Answer from the AJAX forum post:
(a) Which file does the jQuery code post its data to?
(b) Under what key name does post_data carry the agent ID?
(c) Which file does the PHP script require?

[SOURCE]
○ ○ ○

CODEWITHSUNDEEP
phpjquerymysqlajaxjson
Akira Dawson
Akira Dawson

Reputation: 1267

AJAX isn't returning any data

still fairly new to AJAX. I feel I'm not grasping it completely. I want to submit partial data to the server, perform an SQL query and return the results. This is what I have so far:

jQuery

j$('select[name=agent_Name]').change(function(event) {
     event.preventDefault();
     var agentID = j$(this).val();
     post_data = {'agent_ID':agentID};
     console.log("About to post data to the server");
    j$.post('../include/booking_Modify.php', post_data, function(response){  
        if(response.type == 'AgDEpCd'){
            output = response.text;
            console.log(output);
        }
        if(response.type == 'error'){
            output = response.text;
            console.log(output);
        }
    }, 'json');     
});

PHP

<?php
session_start();
require("../include/conn.php");
dbopen();
//check $_POST vars are set, exit if any missing
    if(!isset($_POST["agent_ID"]))

○ ○ ○

[PROVIDED DATA]
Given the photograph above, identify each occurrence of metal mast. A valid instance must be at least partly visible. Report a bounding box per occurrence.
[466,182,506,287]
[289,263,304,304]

○ ○ ○

[EXERCISE RESPONSE]
(a) ../include/booking_Modify.php
(b) agent_ID
(c) ../include/conn.php